Point annotation dataset records
-- Start --

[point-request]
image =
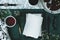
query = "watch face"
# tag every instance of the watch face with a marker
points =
(51, 6)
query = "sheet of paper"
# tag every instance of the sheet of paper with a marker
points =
(33, 25)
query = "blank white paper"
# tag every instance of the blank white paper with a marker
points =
(33, 25)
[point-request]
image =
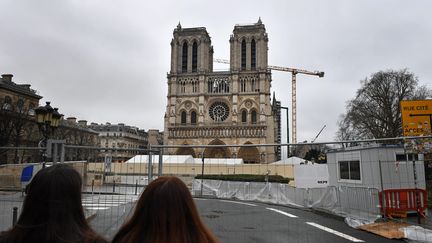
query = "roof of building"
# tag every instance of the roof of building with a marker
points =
(291, 161)
(8, 84)
(184, 159)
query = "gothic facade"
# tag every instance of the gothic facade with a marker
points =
(234, 107)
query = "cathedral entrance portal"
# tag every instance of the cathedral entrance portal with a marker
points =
(217, 152)
(186, 151)
(250, 155)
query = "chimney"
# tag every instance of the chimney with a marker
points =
(71, 120)
(82, 123)
(7, 77)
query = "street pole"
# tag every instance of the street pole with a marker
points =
(286, 108)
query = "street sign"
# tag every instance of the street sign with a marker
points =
(108, 162)
(416, 121)
(416, 117)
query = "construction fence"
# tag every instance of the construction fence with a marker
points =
(362, 180)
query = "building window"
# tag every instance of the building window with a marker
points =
(182, 87)
(244, 116)
(194, 57)
(243, 55)
(242, 85)
(253, 55)
(31, 111)
(218, 85)
(253, 117)
(253, 85)
(20, 105)
(195, 86)
(183, 117)
(349, 170)
(193, 117)
(184, 57)
(7, 105)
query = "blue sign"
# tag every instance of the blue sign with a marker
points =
(27, 173)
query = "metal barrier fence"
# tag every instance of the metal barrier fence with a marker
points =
(342, 178)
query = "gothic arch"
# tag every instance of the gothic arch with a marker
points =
(250, 155)
(217, 152)
(254, 113)
(184, 56)
(186, 151)
(243, 105)
(243, 115)
(193, 117)
(187, 105)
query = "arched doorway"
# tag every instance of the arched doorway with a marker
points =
(218, 152)
(250, 155)
(186, 151)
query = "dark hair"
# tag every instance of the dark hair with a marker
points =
(52, 210)
(165, 213)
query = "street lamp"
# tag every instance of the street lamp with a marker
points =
(48, 119)
(286, 108)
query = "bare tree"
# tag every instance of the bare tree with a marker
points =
(375, 111)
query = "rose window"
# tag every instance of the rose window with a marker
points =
(219, 111)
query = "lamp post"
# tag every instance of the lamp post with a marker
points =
(48, 119)
(286, 108)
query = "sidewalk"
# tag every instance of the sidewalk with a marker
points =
(113, 189)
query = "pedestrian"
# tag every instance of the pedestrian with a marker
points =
(52, 210)
(165, 213)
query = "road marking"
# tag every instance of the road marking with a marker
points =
(282, 212)
(96, 208)
(242, 203)
(334, 232)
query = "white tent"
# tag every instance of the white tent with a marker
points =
(219, 161)
(166, 159)
(292, 161)
(184, 159)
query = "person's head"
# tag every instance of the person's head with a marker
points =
(165, 213)
(52, 209)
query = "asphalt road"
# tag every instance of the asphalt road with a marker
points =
(231, 221)
(238, 222)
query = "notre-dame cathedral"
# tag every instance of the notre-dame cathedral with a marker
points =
(225, 107)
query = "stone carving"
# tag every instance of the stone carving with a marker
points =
(248, 104)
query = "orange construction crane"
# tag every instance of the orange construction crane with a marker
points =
(294, 72)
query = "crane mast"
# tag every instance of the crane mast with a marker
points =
(294, 72)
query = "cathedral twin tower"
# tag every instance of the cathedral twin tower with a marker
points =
(225, 107)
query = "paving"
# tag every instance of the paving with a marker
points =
(231, 221)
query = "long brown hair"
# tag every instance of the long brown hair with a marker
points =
(52, 210)
(165, 213)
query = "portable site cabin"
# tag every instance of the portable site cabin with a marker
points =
(376, 166)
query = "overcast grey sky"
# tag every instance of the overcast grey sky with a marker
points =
(107, 61)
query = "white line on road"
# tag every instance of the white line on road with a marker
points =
(334, 232)
(247, 204)
(96, 208)
(283, 213)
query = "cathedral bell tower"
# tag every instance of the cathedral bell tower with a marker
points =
(220, 108)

-- End --

Please set down each line of the data above exactly as written, without the pictures.

[point-request]
image =
query = "watch face"
# tag every instance of the watch face with a marker
points =
(51, 6)
query = "sheet of paper"
# tag every instance of the sheet of paper with a marker
points =
(33, 25)
query = "blank white paper"
# tag every instance of the blank white paper with a marker
points =
(33, 25)
[point-request]
image =
query = "roof of building"
# tag every instance of the roof of building with a marker
points =
(291, 161)
(8, 84)
(184, 159)
query = "gothic facade"
# tag every instance of the gothic facade with a marker
points =
(234, 107)
query = "cathedral entrance portal"
# tag every instance of the cathedral entrance portal with a marker
points =
(217, 152)
(186, 151)
(250, 155)
query = "chimney"
# tag every instance of the chimney with a marker
points =
(71, 120)
(82, 123)
(7, 77)
query = "street pole"
# tag every instance of the street pole with a marker
points =
(286, 108)
query = "street sign"
# tag every instance of the street sign with a marker
points =
(108, 162)
(416, 121)
(416, 117)
query = "construction fence"
# tag every instance of the construction fence with a marker
points =
(362, 180)
query = "building window"
# tag every instance of the building window with a marker
points =
(182, 87)
(244, 116)
(194, 57)
(243, 55)
(242, 85)
(253, 55)
(31, 111)
(218, 85)
(253, 117)
(253, 85)
(20, 105)
(195, 86)
(183, 117)
(349, 170)
(193, 117)
(184, 57)
(7, 105)
query = "blue sign"
# tag every instance of the blue sign with a marker
points =
(27, 173)
query = "metal barrier fence"
# tag every instance of the metal barrier fence with a marker
points =
(342, 178)
query = "gothic arch"
# tag every instance of the gothic arch with a marker
points =
(250, 155)
(217, 152)
(254, 113)
(184, 56)
(186, 151)
(243, 105)
(243, 115)
(193, 117)
(187, 105)
query = "arched doorway"
# tag every instance of the arched doorway with a marker
points =
(218, 152)
(250, 155)
(186, 151)
query = "dark hair"
# tag every instance of the dark hair with a marker
points =
(52, 210)
(165, 213)
query = "street lamp"
# tag every instance of the street lamp with a marker
points =
(48, 119)
(286, 108)
query = "bare tree"
# tag every instance of the bare tree with a marker
points =
(375, 111)
query = "rose window"
# tag every instance of the rose window with a marker
points =
(219, 111)
query = "lamp post"
# tag every instance of the lamp post with a marker
points =
(48, 119)
(286, 108)
query = "sidewalk"
# tag every instance of the sidewalk with a marker
points =
(113, 189)
query = "pedestrian"
# tag every instance of the pedestrian with a marker
points =
(52, 210)
(165, 213)
query = "road marking"
# tag every instance of the road marking with a marker
points =
(282, 212)
(96, 208)
(242, 203)
(334, 232)
query = "white tent"
# tag every instance of the white tent with a marker
points =
(219, 161)
(166, 159)
(292, 161)
(184, 159)
query = "person's head"
# tag every instance of the person's head with a marker
points =
(165, 213)
(52, 209)
query = "asphalt road"
# tag every instance of the asphalt road with a marker
points =
(231, 221)
(238, 222)
query = "notre-dame cathedral"
# tag every instance of the notre-dame cathedral with a marker
points =
(225, 107)
query = "stone carving"
# tag every instance of the stone carving with a marker
points =
(248, 104)
query = "orange construction crane"
# tag every instance of the orange construction crane with a marker
points =
(294, 72)
query = "crane mast"
# tag every instance of the crane mast with a marker
points =
(294, 72)
query = "cathedral twin tower"
# tag every instance of the cathedral twin tower with a marker
points =
(225, 107)
query = "paving"
# tag every instance of the paving with a marker
points =
(231, 221)
query = "long brown hair"
# tag every instance of the long brown hair with a marker
points =
(52, 210)
(165, 213)
query = "portable site cabin"
# tag every instance of the portable site cabin with a marker
points =
(376, 166)
query = "overcast grey sky"
# tag every instance of the overcast grey sky with a marker
points =
(107, 61)
query = "white line on road"
# tag every instance of the white line on road with a marker
points =
(334, 232)
(247, 204)
(96, 208)
(283, 213)
query = "cathedral bell tower"
# tag every instance of the cathedral bell tower with a marker
points =
(220, 108)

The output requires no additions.